Return all of the entries exactly, but do not include the pictures.

[Collected data]

============

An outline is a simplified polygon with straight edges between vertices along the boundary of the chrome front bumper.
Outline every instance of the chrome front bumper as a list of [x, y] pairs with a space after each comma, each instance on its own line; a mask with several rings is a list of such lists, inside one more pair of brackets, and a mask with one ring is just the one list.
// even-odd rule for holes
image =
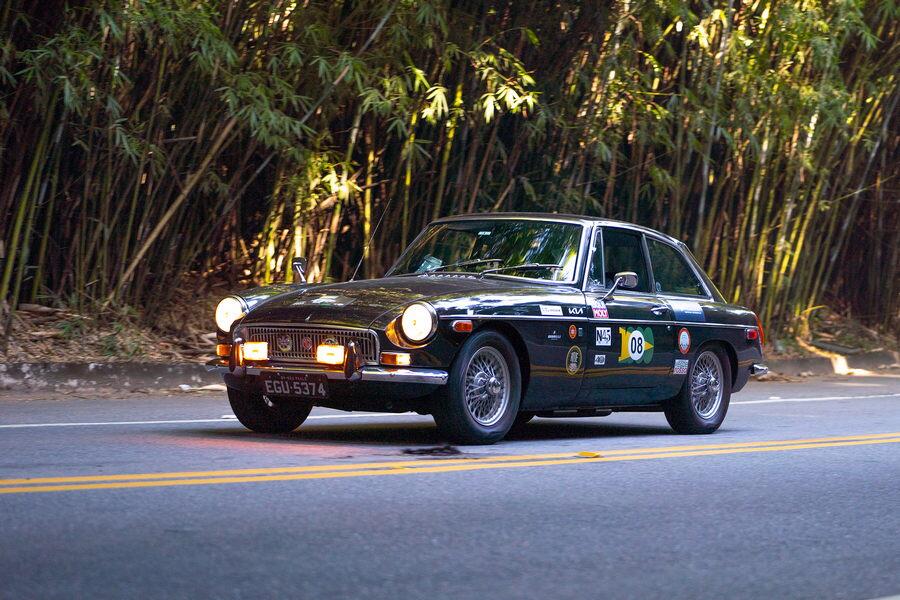
[[310, 373], [325, 375], [328, 379], [340, 379], [343, 381], [386, 381], [390, 383], [427, 383], [431, 385], [445, 385], [449, 375], [441, 369], [426, 369], [417, 367], [383, 367], [365, 365], [348, 379], [344, 371], [330, 369], [317, 369], [306, 366], [267, 365], [237, 367], [233, 371], [228, 367], [228, 362], [222, 359], [214, 359], [206, 363], [207, 371], [218, 373], [231, 373], [233, 375], [262, 375], [263, 373]]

============

» **COMPLETED EXERCISE**:
An outline is a simplified polygon with straight edges between vertices along the boundary of the chrome front bumper.
Outline every instance of the chrome front bumper as a list of [x, y] pairs with a space after each comma, each instance on its own line; a mask with several rings is a list of such lists, inside one more pair of brackets, and a mask with one ring is just the one list.
// even-odd rule for holes
image =
[[310, 373], [325, 375], [328, 379], [340, 379], [343, 381], [386, 381], [390, 383], [427, 383], [431, 385], [445, 385], [449, 375], [441, 369], [426, 369], [417, 367], [383, 367], [365, 365], [348, 379], [344, 371], [330, 369], [317, 369], [306, 366], [267, 365], [237, 367], [233, 371], [228, 367], [228, 362], [222, 359], [214, 359], [206, 363], [207, 371], [218, 373], [231, 373], [233, 375], [262, 375], [263, 373]]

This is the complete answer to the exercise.